Entries supplied -
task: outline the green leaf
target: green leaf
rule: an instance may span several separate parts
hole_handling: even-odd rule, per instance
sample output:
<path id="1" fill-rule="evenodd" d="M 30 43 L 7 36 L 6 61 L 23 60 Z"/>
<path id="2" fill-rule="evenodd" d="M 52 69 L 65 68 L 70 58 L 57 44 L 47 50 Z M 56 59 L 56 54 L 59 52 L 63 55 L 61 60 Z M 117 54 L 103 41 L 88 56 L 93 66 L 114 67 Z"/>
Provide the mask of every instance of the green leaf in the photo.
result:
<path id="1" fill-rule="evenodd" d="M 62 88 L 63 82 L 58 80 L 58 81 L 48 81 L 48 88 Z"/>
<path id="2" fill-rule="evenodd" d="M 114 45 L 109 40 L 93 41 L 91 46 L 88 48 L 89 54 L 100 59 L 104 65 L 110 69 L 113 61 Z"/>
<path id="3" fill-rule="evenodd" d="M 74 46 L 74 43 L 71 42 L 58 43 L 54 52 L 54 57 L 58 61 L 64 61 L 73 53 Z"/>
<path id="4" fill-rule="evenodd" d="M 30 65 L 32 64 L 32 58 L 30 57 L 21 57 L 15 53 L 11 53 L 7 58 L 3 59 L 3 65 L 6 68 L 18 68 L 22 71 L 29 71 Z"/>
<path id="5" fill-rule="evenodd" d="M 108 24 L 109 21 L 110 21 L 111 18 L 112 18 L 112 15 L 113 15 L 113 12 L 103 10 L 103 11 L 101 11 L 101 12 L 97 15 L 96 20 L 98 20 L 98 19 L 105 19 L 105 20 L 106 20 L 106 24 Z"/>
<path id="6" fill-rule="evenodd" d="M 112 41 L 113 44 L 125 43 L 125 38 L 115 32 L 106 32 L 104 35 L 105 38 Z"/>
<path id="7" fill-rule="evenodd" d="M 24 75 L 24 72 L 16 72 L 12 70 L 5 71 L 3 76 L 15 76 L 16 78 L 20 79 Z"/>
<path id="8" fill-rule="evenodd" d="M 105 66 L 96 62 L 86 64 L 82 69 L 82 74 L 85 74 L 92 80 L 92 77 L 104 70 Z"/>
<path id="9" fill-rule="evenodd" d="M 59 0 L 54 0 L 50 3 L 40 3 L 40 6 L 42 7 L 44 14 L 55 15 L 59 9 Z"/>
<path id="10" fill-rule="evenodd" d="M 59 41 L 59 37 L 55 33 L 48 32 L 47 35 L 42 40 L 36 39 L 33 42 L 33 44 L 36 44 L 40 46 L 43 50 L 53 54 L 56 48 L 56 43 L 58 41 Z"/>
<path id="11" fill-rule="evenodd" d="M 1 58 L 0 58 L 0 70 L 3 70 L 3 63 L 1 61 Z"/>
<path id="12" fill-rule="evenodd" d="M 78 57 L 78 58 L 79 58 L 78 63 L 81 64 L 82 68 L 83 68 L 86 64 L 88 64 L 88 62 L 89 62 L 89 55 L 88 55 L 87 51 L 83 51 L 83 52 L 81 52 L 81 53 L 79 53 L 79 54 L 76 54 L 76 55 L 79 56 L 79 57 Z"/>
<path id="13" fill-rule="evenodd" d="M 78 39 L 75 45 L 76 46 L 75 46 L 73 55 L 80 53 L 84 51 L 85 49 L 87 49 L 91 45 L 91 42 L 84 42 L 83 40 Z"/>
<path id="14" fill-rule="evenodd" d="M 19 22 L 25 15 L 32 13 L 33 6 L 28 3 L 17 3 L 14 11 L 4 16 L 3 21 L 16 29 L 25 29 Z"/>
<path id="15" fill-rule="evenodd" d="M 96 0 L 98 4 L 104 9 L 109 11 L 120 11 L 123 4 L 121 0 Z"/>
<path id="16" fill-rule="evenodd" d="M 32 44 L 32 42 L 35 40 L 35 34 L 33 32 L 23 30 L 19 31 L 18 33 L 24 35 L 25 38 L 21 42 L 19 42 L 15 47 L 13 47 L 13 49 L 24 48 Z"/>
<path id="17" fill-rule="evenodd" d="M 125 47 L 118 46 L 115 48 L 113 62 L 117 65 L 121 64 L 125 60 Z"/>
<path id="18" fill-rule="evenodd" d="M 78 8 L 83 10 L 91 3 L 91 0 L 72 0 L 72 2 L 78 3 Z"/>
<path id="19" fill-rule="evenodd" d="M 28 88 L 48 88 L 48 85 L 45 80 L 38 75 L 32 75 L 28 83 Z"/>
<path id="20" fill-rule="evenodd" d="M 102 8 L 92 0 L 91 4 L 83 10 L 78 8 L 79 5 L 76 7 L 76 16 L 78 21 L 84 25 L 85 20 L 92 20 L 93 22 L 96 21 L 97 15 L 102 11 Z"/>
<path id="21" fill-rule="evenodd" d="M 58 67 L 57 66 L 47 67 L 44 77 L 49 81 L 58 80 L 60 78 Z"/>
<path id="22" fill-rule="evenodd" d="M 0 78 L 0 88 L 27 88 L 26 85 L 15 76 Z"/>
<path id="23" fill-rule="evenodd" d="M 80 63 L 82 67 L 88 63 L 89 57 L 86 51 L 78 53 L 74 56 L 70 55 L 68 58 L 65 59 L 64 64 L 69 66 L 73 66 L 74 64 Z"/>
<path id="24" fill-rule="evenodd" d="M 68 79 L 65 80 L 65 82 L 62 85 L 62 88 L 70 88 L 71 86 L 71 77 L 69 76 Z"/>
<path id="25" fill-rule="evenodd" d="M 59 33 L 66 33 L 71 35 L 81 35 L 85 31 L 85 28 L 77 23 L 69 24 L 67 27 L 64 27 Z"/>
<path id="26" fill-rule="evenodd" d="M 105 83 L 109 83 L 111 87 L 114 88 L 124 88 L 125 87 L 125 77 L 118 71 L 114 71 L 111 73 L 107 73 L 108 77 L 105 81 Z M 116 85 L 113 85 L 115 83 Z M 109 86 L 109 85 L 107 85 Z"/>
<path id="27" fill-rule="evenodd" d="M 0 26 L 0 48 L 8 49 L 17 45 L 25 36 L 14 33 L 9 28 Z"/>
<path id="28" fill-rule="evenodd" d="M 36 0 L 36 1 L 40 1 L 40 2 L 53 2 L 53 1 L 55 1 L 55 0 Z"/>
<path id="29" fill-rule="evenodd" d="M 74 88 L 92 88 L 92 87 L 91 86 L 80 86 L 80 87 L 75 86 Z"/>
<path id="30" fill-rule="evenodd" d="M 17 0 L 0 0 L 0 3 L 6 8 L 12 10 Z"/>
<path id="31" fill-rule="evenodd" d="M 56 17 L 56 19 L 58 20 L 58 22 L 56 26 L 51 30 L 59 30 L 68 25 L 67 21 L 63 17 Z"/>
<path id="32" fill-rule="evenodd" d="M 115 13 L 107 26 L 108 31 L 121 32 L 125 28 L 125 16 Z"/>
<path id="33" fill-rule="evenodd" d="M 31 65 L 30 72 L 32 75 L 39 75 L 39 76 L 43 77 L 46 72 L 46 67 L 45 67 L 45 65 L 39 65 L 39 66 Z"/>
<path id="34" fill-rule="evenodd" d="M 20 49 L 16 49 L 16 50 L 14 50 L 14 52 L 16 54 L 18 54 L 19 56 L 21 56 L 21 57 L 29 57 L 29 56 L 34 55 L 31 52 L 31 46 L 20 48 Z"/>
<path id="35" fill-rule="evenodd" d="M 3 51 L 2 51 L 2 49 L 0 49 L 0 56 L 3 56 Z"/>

What you should do -
Quote the records above verbatim, reproducing every line in its original order without any alteration.

The answer -
task: outline the green leaf
target: green leaf
rule: an instance may span several separate parts
hole_handling: even-odd rule, per instance
sample output:
<path id="1" fill-rule="evenodd" d="M 30 43 L 7 36 L 6 61 L 23 60 Z"/>
<path id="2" fill-rule="evenodd" d="M 52 69 L 65 68 L 70 58 L 57 44 L 47 50 Z M 56 59 L 56 54 L 59 52 L 63 55 L 61 60 Z M 117 54 L 103 41 L 88 56 L 93 66 L 114 67 Z"/>
Provide the mask of every instance of the green leaf in the photo.
result:
<path id="1" fill-rule="evenodd" d="M 62 88 L 63 82 L 58 80 L 58 81 L 48 81 L 48 88 Z"/>
<path id="2" fill-rule="evenodd" d="M 114 45 L 109 40 L 93 41 L 91 46 L 88 48 L 89 54 L 100 59 L 104 65 L 110 69 L 113 61 Z"/>
<path id="3" fill-rule="evenodd" d="M 74 46 L 74 43 L 71 42 L 58 43 L 54 52 L 54 57 L 58 61 L 64 61 L 73 53 Z"/>
<path id="4" fill-rule="evenodd" d="M 30 65 L 32 64 L 32 58 L 30 57 L 21 57 L 15 53 L 11 53 L 7 58 L 3 59 L 3 65 L 6 68 L 18 68 L 22 71 L 29 71 Z"/>
<path id="5" fill-rule="evenodd" d="M 108 24 L 109 21 L 110 21 L 111 18 L 112 18 L 112 15 L 113 15 L 113 12 L 103 10 L 103 11 L 101 11 L 101 12 L 97 15 L 96 20 L 98 20 L 98 19 L 105 19 L 105 20 L 106 20 L 106 24 Z"/>
<path id="6" fill-rule="evenodd" d="M 112 41 L 113 44 L 125 43 L 125 38 L 115 32 L 106 32 L 104 35 L 105 38 Z"/>
<path id="7" fill-rule="evenodd" d="M 24 75 L 24 72 L 16 72 L 12 70 L 5 71 L 3 76 L 15 76 L 16 78 L 20 79 Z"/>
<path id="8" fill-rule="evenodd" d="M 105 66 L 96 62 L 86 64 L 82 69 L 82 74 L 85 74 L 92 80 L 92 77 L 104 70 Z"/>
<path id="9" fill-rule="evenodd" d="M 59 0 L 54 0 L 50 3 L 40 3 L 40 6 L 42 7 L 44 14 L 55 15 L 59 9 Z"/>
<path id="10" fill-rule="evenodd" d="M 59 41 L 59 37 L 55 33 L 48 32 L 47 35 L 42 40 L 36 39 L 33 42 L 33 44 L 36 44 L 40 46 L 43 50 L 53 54 L 56 48 L 56 43 L 58 41 Z"/>
<path id="11" fill-rule="evenodd" d="M 1 58 L 0 58 L 0 70 L 3 70 L 3 63 L 1 61 Z"/>
<path id="12" fill-rule="evenodd" d="M 78 57 L 78 58 L 79 58 L 78 63 L 81 64 L 82 68 L 83 68 L 86 64 L 88 64 L 88 62 L 89 62 L 89 55 L 88 55 L 87 51 L 83 51 L 83 52 L 81 52 L 81 53 L 79 53 L 79 54 L 76 54 L 76 55 L 79 56 L 79 57 Z"/>
<path id="13" fill-rule="evenodd" d="M 78 39 L 75 45 L 76 46 L 75 46 L 73 55 L 80 53 L 84 51 L 85 49 L 87 49 L 91 45 L 91 42 L 84 42 L 83 40 Z"/>
<path id="14" fill-rule="evenodd" d="M 19 22 L 25 15 L 32 13 L 33 6 L 28 3 L 17 3 L 14 11 L 4 16 L 3 21 L 16 29 L 25 29 Z"/>
<path id="15" fill-rule="evenodd" d="M 96 0 L 98 4 L 104 9 L 109 11 L 120 11 L 123 4 L 121 0 Z"/>
<path id="16" fill-rule="evenodd" d="M 32 44 L 32 42 L 35 40 L 35 34 L 33 32 L 23 30 L 19 31 L 18 33 L 24 35 L 25 38 L 21 42 L 19 42 L 15 47 L 13 47 L 13 49 L 24 48 Z"/>
<path id="17" fill-rule="evenodd" d="M 125 47 L 118 46 L 115 48 L 113 62 L 117 65 L 121 64 L 125 60 Z"/>
<path id="18" fill-rule="evenodd" d="M 78 8 L 83 10 L 91 3 L 91 0 L 72 0 L 72 2 L 78 3 Z"/>
<path id="19" fill-rule="evenodd" d="M 28 88 L 48 88 L 48 85 L 45 80 L 38 75 L 32 75 L 28 83 Z"/>
<path id="20" fill-rule="evenodd" d="M 102 8 L 92 0 L 91 4 L 83 10 L 78 8 L 79 5 L 76 7 L 76 16 L 78 21 L 84 25 L 85 20 L 92 20 L 93 22 L 96 21 L 97 15 L 102 11 Z"/>
<path id="21" fill-rule="evenodd" d="M 58 67 L 57 66 L 47 67 L 44 77 L 49 81 L 58 80 L 60 78 Z"/>
<path id="22" fill-rule="evenodd" d="M 0 78 L 0 88 L 27 88 L 26 85 L 15 76 Z"/>
<path id="23" fill-rule="evenodd" d="M 80 63 L 82 67 L 88 63 L 89 57 L 86 51 L 78 53 L 74 56 L 70 55 L 68 58 L 65 59 L 64 64 L 69 66 L 73 66 L 74 64 Z"/>
<path id="24" fill-rule="evenodd" d="M 68 79 L 65 80 L 65 82 L 62 85 L 62 88 L 70 88 L 71 86 L 71 77 L 69 76 Z"/>
<path id="25" fill-rule="evenodd" d="M 59 33 L 66 33 L 71 35 L 81 35 L 85 31 L 85 28 L 77 23 L 69 24 L 67 27 L 64 27 Z"/>
<path id="26" fill-rule="evenodd" d="M 105 83 L 109 83 L 111 87 L 114 88 L 124 88 L 125 87 L 125 77 L 118 71 L 114 71 L 111 73 L 107 73 L 108 77 L 105 81 Z M 116 85 L 113 85 L 115 83 Z M 109 86 L 109 85 L 107 85 Z"/>
<path id="27" fill-rule="evenodd" d="M 0 26 L 0 48 L 8 49 L 17 45 L 25 36 L 14 33 L 9 28 Z"/>
<path id="28" fill-rule="evenodd" d="M 36 0 L 36 1 L 40 1 L 40 2 L 53 2 L 53 1 L 55 1 L 55 0 Z"/>
<path id="29" fill-rule="evenodd" d="M 74 88 L 92 88 L 92 87 L 91 86 L 80 86 L 80 87 L 75 86 Z"/>
<path id="30" fill-rule="evenodd" d="M 17 0 L 0 0 L 0 3 L 6 8 L 12 10 Z"/>
<path id="31" fill-rule="evenodd" d="M 56 17 L 56 19 L 58 20 L 58 22 L 56 26 L 51 30 L 59 30 L 68 25 L 67 21 L 63 17 Z"/>
<path id="32" fill-rule="evenodd" d="M 115 13 L 107 26 L 108 31 L 121 32 L 125 28 L 125 16 Z"/>
<path id="33" fill-rule="evenodd" d="M 31 65 L 30 72 L 32 75 L 39 75 L 39 76 L 43 77 L 46 72 L 46 67 L 45 67 L 45 65 L 39 65 L 39 66 Z"/>
<path id="34" fill-rule="evenodd" d="M 20 49 L 16 49 L 16 50 L 14 50 L 14 52 L 16 54 L 18 54 L 19 56 L 21 56 L 21 57 L 29 57 L 29 56 L 34 55 L 31 52 L 31 46 L 20 48 Z"/>
<path id="35" fill-rule="evenodd" d="M 3 51 L 2 51 L 2 49 L 0 49 L 0 56 L 3 56 Z"/>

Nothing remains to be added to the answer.